- Selected excerpt -

____________

Of course getting caught by a slow auto-fill in a email program is a classic mistake. In this case it meant typing in the correct recipient but getting caught hitting return on the first (?)  person in the parliamentary database – Amy Adams. She happens to the opposition’s minister for doing stuff slowly and very reluctantly – currently:-

  • Minister for the Environment
  • Minister for Communications and Information Technology
  • Associate Minister for Canterbury Earthquake Recovery

You have to remember that National has since 2008 managed to do exactly two things in the infotech area as far as I’m aware. They have been most notable for doing  both extremely badly. Slowly dragging out a rollout of fibre, and surveillance

Their takeover of the Labour policy for a fibre rollout has been a monument to how slow it was possible to make something happen. The current plan is to get to 75% of household by 2019 – 11 years after they promised to start. They over-promised what was feasible, fibre to the home (FTTH) rather than Labour’s much more feasible fibre to the cabinet (FTTC)  and then they funded it for less than Labour’s proposal. That is why it has been so damn slow. Most of the time was simply trying to get corporates to come to the party, and since then they have  managed to finish the fibre to the node (FTTN) that was already underway prior to any political proposals.

It was also a comedy of errors,  because while some of the first zones to be done were where there were high density residential housing in the central cities. However some idiot (probably Stephen Joyce) managed to forget that high density housing often consists of apartments. The agreements didn’t negotiate exactly how the fibre was going to be taken to those apartments. Consequently it is only in the last six months that there has been any take up in strata-title apartment buildings. 

This is one of the main reasons that residential take up has been so slow.

The other has been that most people really don’t need fibre speeds. Quite simply the servers of content are mostly offshore and we have some of the worlds slowest download speeds to the major suppliers. It doesn’t really matter how fast the download connection is when you can’t get data at anything more than a fraction of the speed.  We have a single expensive and rather rationed pipe the Southern Cross cable between us and the rest of the world from a monopoly supplier.

____________

- Extracted material -
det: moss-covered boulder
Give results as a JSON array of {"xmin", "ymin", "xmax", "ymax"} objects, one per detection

____________

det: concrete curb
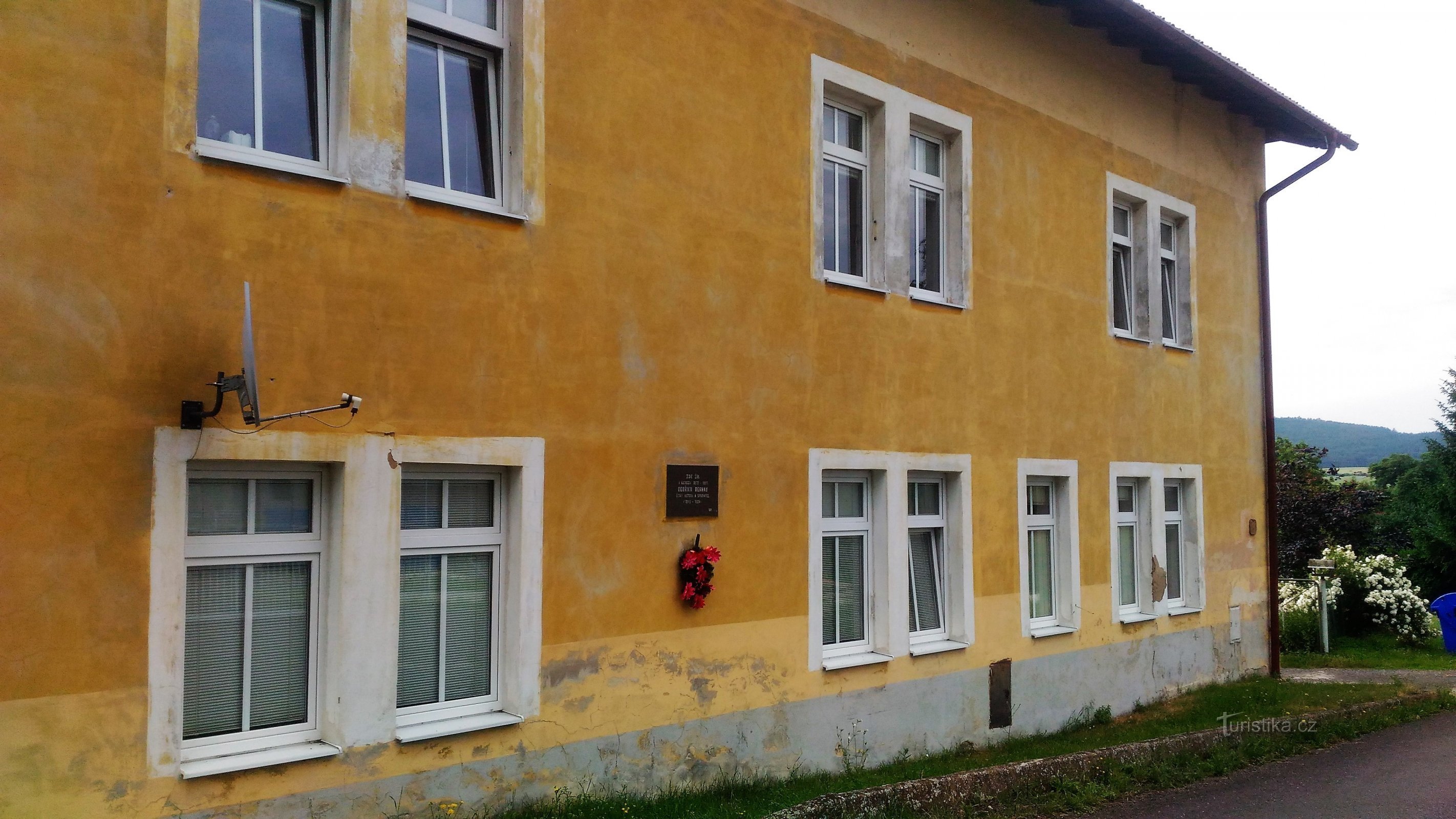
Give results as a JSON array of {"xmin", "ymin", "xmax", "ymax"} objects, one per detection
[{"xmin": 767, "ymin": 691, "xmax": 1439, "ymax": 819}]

____________

- Directives -
**a.** According to the post about the fibre rollout, what is the current plan's target for households?
**b.** List every ministerial role that the post about the fibre rollout says Amy Adams currently holds.

- Task-by-task answers -
**a.** To reach 75% of households by 2019.

**b.**
- Minister for the Environment
- Minister for Communications and Information Technology
- Associate Minister for Canterbury Earthquake Recovery